● Text passage:

══════════

Hey there ~ I recently submitted the below 'Letter to the Editor' to two local newspapers. Please share this vital information with your family and friends.
Dear Editor,
Summertime. The season of cooperative weather, gardening, and enjoying our favorite outdoor activities. Between Memorial Day and Labor Day, summer is also known as “peak” hot dog season. Not only are hot dogs regularly served at our social gatherings and picnics, they’re available at festivals, baseball games, store parking lots, fund raisers, and gas stations.
The red tubes filled with a variety of meat pastes, fillers, salt, preservatives, nitrates and flavorings are especially celebrated in hot dog eating contests on National Hot Dog Day. According to marketplace.org, Americans consume around 20 billion hot dogs each year (that’s over 70 per person), with 150 million being eaten on the fourth of July alone.
The public is largely unaware of the connection between processed meats and the very real cancer risk. The American Institute of Cancer Research wholeheartedly agrees with the World Health Organization’s report that processed meats (hot dogs, bacon, sausage, pepperoni, ham, jerky, deli meats, and anything smoked or canned) are ranked in the highest cancer-causing category, along with asbestos, arsenic and tobacco.

══════════

● Entries supplied:
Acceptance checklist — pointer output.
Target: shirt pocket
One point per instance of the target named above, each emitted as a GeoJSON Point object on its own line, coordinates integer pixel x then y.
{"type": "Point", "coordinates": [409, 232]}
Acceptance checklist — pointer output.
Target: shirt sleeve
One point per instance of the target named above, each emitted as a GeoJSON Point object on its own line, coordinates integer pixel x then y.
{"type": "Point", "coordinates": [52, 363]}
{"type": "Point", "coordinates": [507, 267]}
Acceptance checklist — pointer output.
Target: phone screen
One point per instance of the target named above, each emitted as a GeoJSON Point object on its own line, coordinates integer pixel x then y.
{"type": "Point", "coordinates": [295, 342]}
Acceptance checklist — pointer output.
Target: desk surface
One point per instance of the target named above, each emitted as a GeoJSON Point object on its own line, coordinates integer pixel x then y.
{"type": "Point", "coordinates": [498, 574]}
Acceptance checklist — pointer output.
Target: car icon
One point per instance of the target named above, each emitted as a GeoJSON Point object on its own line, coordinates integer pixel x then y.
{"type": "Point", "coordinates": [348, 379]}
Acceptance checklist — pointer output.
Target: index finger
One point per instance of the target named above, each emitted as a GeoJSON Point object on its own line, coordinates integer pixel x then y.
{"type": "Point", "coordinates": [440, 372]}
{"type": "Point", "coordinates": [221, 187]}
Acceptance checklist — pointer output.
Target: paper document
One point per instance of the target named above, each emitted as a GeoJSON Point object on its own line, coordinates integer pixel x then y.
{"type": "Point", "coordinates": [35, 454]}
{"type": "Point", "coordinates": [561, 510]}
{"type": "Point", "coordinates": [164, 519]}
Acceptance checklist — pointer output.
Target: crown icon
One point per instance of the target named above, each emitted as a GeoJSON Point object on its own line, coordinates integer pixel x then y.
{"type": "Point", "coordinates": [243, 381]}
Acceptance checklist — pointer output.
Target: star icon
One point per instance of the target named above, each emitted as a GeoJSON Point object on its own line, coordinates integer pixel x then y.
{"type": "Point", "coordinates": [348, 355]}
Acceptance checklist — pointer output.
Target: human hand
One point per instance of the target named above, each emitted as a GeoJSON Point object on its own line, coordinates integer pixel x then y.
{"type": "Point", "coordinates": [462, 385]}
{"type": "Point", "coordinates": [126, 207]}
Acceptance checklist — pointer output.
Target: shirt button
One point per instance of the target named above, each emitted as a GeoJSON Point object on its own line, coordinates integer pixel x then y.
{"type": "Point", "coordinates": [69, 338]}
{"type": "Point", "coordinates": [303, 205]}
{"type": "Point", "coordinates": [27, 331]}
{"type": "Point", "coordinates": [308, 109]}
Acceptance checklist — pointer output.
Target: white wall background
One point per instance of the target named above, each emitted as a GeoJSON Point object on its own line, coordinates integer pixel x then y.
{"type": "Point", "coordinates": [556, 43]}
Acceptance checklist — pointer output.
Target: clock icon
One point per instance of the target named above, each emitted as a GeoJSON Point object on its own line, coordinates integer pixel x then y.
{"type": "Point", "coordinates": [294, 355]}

══════════

● Work to be completed:
Extend the letter about hot dogs and cancer risk, picking up after its last sentence. The lines are separate material, unrelated to the letter.

● Response to this exercise:
Processed meats are KNOWN carcinogens (not just linked to cancer, but initiators of cancer). One daily hot dog, 2 slices of bacon, or one smoked sausage increases the risk for colon cancer by 18%. And that’s just for one portion. All other meats, such as beef, chicken and pork, are ranked in the “probably causes cancer” category.
Processed meats also raise the risk of stomach, prostate and pancreatic cancer. Yet we continue to promote eating a food that’s a bigger contributor to cancer than smoking. I continually strive to raise awareness of the connection between diet and disease by awakening people to the health risks of the Standard American Diet (SAD). The colorectal cancer rates have doubled in recent years in younger adults, and I urge local organizations who sell processed meats, host social events or promote contests to take these matters seriously. Diet is the biggest determinant of our health (greater than genetics or environmental exposures). A whole food, plant-based diet is your best defense in the prevention and reversal of our ever-growing disease rates.